INFORMATION GIVEN:

━━━━━━━━━━

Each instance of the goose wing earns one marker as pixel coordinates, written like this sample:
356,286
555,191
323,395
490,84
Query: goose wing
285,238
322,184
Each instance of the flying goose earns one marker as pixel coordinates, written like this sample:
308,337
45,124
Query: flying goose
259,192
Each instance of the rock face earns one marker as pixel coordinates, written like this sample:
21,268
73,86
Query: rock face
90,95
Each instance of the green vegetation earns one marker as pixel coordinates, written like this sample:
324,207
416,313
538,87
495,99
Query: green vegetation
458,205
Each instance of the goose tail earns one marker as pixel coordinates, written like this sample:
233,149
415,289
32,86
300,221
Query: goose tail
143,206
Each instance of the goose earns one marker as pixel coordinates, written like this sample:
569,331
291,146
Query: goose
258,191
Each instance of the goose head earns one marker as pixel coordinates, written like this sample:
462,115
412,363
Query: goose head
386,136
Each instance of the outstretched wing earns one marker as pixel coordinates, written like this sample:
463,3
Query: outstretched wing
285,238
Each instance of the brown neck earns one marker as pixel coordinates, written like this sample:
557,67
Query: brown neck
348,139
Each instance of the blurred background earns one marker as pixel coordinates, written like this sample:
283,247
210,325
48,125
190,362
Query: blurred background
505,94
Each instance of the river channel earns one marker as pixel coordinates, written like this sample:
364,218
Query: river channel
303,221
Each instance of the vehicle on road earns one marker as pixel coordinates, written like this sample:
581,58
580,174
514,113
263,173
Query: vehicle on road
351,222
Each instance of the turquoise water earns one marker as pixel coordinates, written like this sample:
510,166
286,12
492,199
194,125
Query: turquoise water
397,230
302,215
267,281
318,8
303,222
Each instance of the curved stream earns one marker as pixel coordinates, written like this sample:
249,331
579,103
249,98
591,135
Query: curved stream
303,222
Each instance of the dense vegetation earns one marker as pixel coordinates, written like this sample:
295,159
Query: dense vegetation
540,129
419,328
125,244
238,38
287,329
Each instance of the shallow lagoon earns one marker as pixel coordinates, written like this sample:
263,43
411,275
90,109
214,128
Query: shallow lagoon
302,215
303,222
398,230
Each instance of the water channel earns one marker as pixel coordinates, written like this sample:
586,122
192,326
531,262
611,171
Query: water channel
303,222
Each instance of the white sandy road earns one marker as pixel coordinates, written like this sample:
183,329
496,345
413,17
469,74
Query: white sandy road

━━━━━━━━━━

TO DO: Find how many lines in the entries above use the word "white". Write the number alone.

ANSWER TO THE PROBLEM: 2